EXERCISE MATERIALS =
────

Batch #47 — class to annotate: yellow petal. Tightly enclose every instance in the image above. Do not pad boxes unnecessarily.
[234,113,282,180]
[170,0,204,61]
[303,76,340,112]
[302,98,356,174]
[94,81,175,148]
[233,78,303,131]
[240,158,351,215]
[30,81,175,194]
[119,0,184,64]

────

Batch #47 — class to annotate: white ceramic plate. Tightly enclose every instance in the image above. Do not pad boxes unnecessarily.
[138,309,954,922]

────

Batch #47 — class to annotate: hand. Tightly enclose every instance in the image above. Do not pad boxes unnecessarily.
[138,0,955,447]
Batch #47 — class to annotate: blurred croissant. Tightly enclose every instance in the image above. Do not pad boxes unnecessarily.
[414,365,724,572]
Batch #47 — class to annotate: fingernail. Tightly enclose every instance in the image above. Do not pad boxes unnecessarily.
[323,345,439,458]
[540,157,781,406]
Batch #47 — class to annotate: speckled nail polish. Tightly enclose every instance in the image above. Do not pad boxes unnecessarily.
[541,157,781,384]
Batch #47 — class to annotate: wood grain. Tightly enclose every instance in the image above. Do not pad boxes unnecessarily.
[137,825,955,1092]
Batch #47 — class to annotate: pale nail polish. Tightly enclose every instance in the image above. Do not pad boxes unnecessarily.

────

BRIEF = Rewrite the lines starting at the line that has "Batch #47 — class to annotate: yellow" and stopping after the line that has "[119,0,184,64]". Replace "yellow petal" with "orange petal" and change nothing else.

EXERCISE RESULT =
Batch #47 — class to annotate: orange petal. Tightly enclose every instance in the image above. Do not pad boxes unnecessarily.
[234,113,282,180]
[170,0,204,61]
[303,76,340,112]
[302,98,356,174]
[94,81,175,148]
[233,78,303,131]
[240,158,351,215]
[30,81,175,194]
[119,0,184,64]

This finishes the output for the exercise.